**GOAL:** Report how many of the lines below contain the string "instance", matching case exactly. Give only the number.
[begin PROVIDED RECORDS]
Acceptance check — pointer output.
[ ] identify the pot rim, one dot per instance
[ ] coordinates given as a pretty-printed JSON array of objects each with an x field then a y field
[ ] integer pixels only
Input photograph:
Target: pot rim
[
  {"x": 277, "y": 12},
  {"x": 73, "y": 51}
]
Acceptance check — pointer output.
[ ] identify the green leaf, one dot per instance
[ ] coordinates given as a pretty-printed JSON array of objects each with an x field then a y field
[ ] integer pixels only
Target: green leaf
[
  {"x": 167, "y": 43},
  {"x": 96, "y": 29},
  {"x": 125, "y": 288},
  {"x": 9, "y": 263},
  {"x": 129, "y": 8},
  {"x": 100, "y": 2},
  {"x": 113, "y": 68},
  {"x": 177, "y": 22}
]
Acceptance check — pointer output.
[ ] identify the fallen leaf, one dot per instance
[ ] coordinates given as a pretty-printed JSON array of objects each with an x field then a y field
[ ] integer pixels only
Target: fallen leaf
[end PROVIDED RECORDS]
[begin PROVIDED RECORDS]
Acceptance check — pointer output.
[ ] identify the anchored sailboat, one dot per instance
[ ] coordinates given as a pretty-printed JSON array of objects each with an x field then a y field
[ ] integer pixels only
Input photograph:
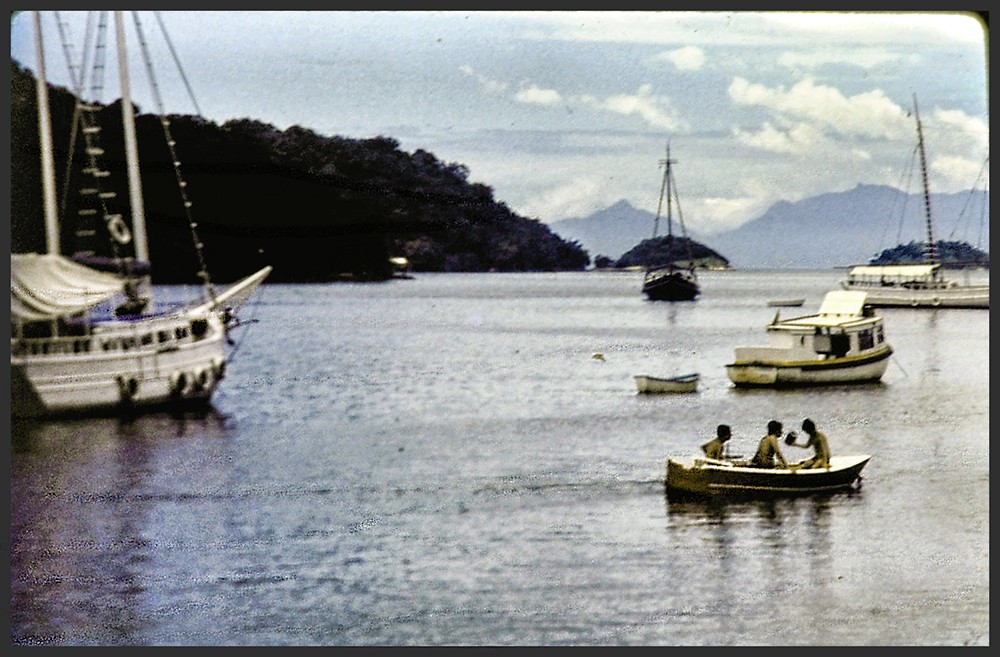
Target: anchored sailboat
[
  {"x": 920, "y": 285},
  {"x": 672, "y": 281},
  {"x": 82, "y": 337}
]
[end PROVIDED RECORDS]
[begin PROVIDED RECORDS]
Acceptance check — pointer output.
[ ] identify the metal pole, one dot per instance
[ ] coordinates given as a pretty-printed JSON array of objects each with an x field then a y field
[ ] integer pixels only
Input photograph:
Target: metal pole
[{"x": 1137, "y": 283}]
[end PROVIDED RECORDS]
**RESULT OF THE EXERCISE:** 5